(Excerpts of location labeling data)
## begin
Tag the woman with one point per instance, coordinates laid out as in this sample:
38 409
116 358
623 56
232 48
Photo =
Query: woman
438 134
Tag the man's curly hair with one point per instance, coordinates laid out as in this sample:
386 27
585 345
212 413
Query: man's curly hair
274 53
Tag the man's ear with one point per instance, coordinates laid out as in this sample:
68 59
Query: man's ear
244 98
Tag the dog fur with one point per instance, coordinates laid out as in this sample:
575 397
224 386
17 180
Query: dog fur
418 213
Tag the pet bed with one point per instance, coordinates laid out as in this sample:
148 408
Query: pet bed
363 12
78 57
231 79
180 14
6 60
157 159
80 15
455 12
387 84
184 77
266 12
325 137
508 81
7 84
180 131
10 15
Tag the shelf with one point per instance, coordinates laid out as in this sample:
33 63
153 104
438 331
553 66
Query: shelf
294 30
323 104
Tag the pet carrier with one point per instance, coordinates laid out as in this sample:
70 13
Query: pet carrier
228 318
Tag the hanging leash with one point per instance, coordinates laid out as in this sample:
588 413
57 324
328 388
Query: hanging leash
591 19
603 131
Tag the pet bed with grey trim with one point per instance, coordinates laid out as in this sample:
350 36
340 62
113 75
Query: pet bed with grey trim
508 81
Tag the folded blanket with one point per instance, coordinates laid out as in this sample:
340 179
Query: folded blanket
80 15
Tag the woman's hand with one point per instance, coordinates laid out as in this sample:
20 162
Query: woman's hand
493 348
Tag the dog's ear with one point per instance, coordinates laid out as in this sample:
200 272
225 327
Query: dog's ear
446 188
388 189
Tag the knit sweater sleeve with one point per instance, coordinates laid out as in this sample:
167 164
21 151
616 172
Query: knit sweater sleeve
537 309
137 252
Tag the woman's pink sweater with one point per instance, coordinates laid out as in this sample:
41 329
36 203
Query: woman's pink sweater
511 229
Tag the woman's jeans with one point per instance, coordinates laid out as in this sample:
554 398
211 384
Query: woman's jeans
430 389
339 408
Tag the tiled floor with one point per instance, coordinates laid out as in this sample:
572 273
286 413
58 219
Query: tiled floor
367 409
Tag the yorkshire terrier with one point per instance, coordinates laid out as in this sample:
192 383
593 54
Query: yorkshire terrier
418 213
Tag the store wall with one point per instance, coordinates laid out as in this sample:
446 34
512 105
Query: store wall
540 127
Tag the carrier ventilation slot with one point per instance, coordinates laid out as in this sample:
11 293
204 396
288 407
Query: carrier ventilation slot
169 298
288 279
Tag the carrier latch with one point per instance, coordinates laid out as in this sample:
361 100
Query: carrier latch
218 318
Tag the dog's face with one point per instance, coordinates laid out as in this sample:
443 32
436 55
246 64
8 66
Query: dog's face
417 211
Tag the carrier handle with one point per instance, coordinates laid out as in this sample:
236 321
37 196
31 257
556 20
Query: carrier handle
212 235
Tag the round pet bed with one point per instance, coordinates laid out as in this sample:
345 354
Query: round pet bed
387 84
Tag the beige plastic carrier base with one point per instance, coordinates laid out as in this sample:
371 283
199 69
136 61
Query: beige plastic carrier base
## end
= Task to carry out =
Extract the listing in its entirety and repeat it exactly.

= Result of this task =
Tag the woman with one point per instance, coordinates laid out as in this sample:
38 409
116 358
623 56
232 48
Photo =
Query: woman
438 134
Tag the man's curly hair with one point per instance, coordinates laid out as in this sample:
386 27
585 345
212 413
Query: man's curly hair
274 53
Tag the man's ear with one point per instance, coordinates laid out as in this sample:
68 59
Query: man's ear
244 98
Tag the dog fur with one point per instance, coordinates laid out as in this sample:
575 397
224 386
17 180
Query: dog fur
418 213
Tag the pet bed with one point per instance, coordinates laid out as in this sample:
148 408
Query: pet bed
363 12
78 57
231 79
180 14
6 60
157 159
80 15
455 12
387 84
184 77
266 12
325 137
508 81
7 84
180 131
10 15
Tag the shelf with one point per instance, coordinates laid out as in this sample:
33 63
153 104
438 331
553 66
Query: shelf
294 30
323 104
Tag the pet carrier with one point per instance, coordinates laid out as in this sample:
70 13
Query: pet carrier
228 318
Tag the hanging leash with one point per instance, coordinates laid out as in this sample:
588 413
57 324
328 388
Query: hanging leash
591 19
603 131
Tag the pet bed with grey trim with one point per instance, coordinates laid out as in this sample:
350 36
340 62
113 75
Query: pet bed with grey trim
508 81
Tag the folded blanket with one point per instance, coordinates laid out as in this sample:
340 179
Query: folded blanket
80 15
Tag the woman's hand with one point per instance, coordinates laid out as in this sample:
20 162
Query: woman's hand
493 348
Tag the dog's ear with one point per instance, coordinates laid out as in this sample:
200 272
225 327
Query: dog's ear
446 188
388 189
Tag the knit sweater sleeve with one point per instance, coordinates laid out as in this sample:
167 164
21 151
616 172
Query: knit sweater sleeve
537 309
137 252
Tag the woman's pink sweater with one point per instance, coordinates laid out as in this sample:
41 329
36 203
Query: woman's pink sweater
511 229
Tag the woman's jeans with one point per instance, coordinates laid out as in this sample:
554 398
211 384
Query: woman's jeans
430 389
339 408
Tag the tiled floor with one point per instance, coordinates laid out as in this sample:
572 273
286 413
58 219
Query: tiled floor
367 409
Tag the yorkshire terrier with one point per instance, coordinates laid out as in this sample:
192 383
593 54
Query: yorkshire terrier
418 213
Tag the store wall with one point per instance, coordinates laid out as in this sample:
446 34
512 105
Query: store wall
540 127
Tag the carrier ventilation slot with one point per instance, coordinates laid out as in this sample:
11 293
204 396
288 407
Query: carrier ventilation slot
169 298
288 279
Tag the carrier latch with one point per instance, coordinates laid out as in this sample:
361 100
Query: carrier latch
218 318
Tag the dog's face with one point per instance, coordinates laid out as in this sample:
443 32
436 55
246 64
8 66
Query: dog's face
417 211
Tag the carrier handle with one point per instance, coordinates laid out as in this sample:
236 321
37 196
31 257
556 20
Query: carrier handle
212 235
Tag the round pet bed with one point per instance, coordinates laid out as in this sample:
345 354
Query: round pet bed
387 84
Tag the beige plastic carrier base with one point per instance, coordinates laid out as in this sample:
371 283
199 69
136 61
Query: beige plastic carrier base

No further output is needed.